**Exercise prompt**
Please pull out every line of the records below that contains the word "canopy", copying each one in full.

**Supplied records**
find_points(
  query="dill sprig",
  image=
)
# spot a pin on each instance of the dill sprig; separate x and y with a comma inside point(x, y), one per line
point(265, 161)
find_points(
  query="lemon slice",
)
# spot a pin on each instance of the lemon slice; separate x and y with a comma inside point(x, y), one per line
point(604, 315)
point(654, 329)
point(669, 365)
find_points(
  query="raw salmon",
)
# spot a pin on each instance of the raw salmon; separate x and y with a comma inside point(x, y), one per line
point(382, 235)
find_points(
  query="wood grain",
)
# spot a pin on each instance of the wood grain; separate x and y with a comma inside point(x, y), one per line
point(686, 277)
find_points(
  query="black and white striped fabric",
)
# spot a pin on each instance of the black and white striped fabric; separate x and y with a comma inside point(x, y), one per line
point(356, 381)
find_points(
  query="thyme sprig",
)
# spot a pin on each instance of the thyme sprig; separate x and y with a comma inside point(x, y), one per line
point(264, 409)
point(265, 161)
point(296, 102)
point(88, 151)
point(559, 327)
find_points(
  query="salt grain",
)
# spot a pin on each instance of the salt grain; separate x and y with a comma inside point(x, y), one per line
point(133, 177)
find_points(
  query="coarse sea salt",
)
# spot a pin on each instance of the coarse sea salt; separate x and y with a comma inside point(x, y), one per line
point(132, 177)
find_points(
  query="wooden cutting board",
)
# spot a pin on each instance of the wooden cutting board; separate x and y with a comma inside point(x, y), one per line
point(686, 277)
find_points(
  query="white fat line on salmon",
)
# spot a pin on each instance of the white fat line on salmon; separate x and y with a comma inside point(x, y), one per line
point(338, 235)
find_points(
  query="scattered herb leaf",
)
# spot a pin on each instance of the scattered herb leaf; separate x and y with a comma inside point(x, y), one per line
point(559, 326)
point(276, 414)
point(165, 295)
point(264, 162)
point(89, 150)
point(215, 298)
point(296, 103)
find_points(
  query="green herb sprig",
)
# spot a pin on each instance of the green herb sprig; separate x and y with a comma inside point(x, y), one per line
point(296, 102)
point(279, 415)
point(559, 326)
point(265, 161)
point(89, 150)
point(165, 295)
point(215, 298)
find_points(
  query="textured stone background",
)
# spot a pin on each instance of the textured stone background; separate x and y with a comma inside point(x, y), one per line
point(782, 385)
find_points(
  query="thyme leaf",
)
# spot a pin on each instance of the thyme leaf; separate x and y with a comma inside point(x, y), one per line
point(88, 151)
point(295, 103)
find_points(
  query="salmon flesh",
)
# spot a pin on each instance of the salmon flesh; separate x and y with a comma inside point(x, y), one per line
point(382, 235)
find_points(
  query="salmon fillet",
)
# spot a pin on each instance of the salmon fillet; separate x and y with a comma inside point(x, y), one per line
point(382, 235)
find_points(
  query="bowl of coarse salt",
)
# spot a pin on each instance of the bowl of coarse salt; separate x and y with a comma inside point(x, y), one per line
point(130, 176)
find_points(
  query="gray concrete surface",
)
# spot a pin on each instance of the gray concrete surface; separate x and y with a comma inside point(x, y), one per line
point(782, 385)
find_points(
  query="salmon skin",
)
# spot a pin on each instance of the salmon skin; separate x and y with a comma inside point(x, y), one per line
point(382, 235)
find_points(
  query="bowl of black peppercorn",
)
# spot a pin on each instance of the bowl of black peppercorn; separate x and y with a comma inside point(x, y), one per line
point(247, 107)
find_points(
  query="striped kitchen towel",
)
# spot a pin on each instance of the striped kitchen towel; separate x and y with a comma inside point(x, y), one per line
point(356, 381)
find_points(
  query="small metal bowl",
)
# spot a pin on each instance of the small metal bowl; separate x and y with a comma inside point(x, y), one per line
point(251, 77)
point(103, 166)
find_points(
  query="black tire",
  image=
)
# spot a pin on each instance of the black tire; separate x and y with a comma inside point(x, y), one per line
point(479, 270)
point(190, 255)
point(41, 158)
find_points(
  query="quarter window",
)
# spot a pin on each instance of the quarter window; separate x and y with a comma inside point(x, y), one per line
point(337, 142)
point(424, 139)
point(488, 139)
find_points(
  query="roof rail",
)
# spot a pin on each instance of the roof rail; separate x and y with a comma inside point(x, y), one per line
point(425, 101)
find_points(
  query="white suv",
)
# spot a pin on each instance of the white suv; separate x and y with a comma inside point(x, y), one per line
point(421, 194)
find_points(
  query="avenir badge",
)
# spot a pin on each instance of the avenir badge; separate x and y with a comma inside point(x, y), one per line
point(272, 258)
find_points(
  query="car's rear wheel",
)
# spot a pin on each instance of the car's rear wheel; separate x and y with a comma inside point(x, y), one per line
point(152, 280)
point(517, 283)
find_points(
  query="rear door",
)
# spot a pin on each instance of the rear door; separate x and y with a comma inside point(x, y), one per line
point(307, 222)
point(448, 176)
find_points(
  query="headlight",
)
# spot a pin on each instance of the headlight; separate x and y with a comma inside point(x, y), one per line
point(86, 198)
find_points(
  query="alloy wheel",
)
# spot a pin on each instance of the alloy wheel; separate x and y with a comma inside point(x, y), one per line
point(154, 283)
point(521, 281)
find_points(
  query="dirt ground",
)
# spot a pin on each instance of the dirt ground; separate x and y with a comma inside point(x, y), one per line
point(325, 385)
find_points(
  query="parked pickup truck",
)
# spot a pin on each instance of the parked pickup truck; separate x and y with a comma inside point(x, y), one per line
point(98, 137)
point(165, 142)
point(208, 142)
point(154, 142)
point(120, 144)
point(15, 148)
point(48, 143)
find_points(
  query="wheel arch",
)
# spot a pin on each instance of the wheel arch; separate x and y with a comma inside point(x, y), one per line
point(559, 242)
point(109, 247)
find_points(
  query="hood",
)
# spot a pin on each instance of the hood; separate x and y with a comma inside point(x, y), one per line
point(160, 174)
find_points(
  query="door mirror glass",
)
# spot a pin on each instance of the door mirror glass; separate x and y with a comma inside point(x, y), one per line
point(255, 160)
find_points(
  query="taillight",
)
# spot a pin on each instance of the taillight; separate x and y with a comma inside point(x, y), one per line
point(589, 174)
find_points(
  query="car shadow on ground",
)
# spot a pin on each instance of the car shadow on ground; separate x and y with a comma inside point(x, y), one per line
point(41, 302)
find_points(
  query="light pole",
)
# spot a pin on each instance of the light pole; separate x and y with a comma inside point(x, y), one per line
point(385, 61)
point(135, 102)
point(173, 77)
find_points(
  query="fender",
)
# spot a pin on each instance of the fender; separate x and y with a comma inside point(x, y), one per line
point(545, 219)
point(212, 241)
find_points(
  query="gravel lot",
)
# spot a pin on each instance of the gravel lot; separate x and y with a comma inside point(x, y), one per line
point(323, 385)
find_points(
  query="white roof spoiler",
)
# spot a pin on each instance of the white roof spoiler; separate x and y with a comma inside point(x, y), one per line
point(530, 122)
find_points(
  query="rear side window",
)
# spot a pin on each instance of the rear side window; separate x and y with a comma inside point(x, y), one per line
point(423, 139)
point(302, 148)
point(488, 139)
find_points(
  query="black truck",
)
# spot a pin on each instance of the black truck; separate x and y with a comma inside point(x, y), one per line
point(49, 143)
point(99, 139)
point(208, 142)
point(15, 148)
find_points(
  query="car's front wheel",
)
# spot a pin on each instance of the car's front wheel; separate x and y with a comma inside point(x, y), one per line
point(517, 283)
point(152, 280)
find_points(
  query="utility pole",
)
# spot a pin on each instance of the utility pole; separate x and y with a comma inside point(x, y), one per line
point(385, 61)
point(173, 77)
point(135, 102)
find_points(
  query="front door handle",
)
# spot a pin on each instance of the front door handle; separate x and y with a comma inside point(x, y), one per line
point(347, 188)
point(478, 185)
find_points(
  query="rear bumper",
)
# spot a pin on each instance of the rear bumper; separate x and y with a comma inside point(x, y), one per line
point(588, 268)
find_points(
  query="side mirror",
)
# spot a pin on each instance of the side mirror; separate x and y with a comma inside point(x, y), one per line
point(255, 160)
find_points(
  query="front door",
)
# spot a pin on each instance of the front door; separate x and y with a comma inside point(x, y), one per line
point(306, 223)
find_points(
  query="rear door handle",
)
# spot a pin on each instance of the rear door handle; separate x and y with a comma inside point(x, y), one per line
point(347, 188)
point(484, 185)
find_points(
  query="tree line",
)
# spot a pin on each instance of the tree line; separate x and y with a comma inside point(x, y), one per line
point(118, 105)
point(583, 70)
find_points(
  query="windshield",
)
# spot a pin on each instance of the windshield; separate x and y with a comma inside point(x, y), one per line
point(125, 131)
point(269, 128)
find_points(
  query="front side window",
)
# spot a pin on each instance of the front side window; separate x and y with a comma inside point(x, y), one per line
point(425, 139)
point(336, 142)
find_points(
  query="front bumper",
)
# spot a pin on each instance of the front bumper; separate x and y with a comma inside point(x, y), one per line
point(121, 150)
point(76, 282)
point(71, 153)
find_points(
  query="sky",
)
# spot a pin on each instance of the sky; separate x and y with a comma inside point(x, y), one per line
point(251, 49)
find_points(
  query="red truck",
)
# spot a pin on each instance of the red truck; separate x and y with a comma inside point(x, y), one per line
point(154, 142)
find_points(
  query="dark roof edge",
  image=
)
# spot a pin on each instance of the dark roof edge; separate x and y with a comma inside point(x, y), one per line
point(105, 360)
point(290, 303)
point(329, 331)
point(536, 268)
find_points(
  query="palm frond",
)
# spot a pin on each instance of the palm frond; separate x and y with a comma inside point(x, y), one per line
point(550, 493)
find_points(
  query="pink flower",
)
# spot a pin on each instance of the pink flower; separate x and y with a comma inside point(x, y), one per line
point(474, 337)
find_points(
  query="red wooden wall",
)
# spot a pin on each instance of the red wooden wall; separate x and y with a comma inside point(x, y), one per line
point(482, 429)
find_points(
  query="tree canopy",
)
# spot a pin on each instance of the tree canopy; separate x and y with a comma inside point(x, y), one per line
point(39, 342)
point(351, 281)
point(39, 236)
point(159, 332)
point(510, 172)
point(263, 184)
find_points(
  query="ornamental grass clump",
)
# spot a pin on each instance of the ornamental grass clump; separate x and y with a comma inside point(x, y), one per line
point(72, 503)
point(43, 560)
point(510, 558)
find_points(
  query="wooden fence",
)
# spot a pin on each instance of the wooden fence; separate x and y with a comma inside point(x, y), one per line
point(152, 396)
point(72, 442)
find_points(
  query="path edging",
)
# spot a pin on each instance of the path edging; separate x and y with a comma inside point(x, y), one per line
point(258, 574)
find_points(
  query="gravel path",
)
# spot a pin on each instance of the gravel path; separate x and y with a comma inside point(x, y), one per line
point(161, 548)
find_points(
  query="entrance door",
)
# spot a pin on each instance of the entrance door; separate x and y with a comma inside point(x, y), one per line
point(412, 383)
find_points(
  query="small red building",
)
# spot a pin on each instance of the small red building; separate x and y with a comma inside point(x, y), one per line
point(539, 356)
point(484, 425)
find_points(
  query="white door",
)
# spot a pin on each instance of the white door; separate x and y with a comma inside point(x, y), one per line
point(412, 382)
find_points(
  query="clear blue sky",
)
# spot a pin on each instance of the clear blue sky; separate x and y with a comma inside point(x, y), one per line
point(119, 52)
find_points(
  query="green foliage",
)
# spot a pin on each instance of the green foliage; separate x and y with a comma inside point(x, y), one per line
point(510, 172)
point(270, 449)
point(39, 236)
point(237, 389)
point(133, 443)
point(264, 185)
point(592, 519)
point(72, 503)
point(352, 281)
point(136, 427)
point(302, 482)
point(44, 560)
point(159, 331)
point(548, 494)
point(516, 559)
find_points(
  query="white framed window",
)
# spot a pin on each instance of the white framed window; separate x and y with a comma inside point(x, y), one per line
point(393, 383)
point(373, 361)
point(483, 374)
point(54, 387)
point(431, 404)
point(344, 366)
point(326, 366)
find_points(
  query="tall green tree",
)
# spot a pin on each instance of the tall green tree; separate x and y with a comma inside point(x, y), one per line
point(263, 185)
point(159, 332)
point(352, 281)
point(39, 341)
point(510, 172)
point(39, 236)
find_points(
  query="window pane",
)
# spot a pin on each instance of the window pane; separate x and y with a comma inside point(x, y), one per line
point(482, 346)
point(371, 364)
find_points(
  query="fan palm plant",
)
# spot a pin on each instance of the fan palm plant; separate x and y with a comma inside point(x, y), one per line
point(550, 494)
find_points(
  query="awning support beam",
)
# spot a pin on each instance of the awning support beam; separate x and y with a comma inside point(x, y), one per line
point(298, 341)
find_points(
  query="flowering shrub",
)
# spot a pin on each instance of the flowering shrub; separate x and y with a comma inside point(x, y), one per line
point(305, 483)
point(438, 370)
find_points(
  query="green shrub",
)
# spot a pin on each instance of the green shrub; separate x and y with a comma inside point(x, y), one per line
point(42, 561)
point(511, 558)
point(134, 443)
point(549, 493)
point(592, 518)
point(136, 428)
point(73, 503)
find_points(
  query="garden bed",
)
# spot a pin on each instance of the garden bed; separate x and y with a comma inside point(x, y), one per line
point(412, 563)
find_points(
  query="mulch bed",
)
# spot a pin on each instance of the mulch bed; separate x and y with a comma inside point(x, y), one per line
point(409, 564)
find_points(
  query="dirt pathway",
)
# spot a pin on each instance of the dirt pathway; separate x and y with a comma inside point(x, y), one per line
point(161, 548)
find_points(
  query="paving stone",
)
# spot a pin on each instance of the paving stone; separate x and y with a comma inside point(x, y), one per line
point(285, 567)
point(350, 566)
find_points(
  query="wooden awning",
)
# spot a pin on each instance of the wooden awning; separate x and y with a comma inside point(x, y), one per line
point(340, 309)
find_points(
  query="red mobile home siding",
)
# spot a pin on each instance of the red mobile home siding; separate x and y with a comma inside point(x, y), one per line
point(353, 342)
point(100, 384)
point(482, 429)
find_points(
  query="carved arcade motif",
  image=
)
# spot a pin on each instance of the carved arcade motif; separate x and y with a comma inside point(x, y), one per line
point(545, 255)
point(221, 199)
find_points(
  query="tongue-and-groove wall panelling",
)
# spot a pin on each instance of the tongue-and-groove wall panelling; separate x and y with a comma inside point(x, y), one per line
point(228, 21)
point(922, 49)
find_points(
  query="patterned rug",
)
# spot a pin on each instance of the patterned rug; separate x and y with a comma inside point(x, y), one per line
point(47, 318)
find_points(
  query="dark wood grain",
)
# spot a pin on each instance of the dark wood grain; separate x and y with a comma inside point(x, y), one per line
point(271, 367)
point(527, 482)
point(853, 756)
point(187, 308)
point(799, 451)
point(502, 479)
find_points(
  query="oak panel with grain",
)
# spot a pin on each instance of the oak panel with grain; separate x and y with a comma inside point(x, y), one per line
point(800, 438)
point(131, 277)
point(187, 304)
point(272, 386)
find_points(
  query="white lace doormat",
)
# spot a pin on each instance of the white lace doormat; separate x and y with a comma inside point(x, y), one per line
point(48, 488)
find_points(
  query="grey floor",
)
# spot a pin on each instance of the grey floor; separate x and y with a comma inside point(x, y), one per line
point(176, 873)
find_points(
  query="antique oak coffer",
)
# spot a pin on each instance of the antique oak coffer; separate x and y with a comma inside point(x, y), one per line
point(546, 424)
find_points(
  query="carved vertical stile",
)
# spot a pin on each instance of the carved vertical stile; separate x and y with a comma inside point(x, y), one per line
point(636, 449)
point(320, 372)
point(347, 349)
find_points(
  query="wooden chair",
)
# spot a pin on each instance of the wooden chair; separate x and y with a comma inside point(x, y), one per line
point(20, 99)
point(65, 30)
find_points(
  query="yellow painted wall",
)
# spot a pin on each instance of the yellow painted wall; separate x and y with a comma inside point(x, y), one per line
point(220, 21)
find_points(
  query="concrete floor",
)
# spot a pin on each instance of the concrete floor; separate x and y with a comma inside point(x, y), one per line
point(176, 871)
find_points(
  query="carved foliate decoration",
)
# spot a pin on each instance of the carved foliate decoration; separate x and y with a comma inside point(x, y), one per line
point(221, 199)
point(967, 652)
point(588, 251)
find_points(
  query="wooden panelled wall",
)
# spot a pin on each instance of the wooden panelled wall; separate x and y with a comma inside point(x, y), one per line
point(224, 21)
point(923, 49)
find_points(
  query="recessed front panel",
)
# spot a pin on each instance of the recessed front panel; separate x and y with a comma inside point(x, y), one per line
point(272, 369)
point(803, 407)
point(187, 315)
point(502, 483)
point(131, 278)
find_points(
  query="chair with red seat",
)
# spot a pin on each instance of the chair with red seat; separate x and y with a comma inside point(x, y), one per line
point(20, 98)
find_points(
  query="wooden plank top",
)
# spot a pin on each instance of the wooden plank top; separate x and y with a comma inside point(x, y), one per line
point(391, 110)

**Reply**
  query="tree canopy",
# spot a pin on each instance of the tree canopy; separate x and y with a comma inside point(x, y), one per line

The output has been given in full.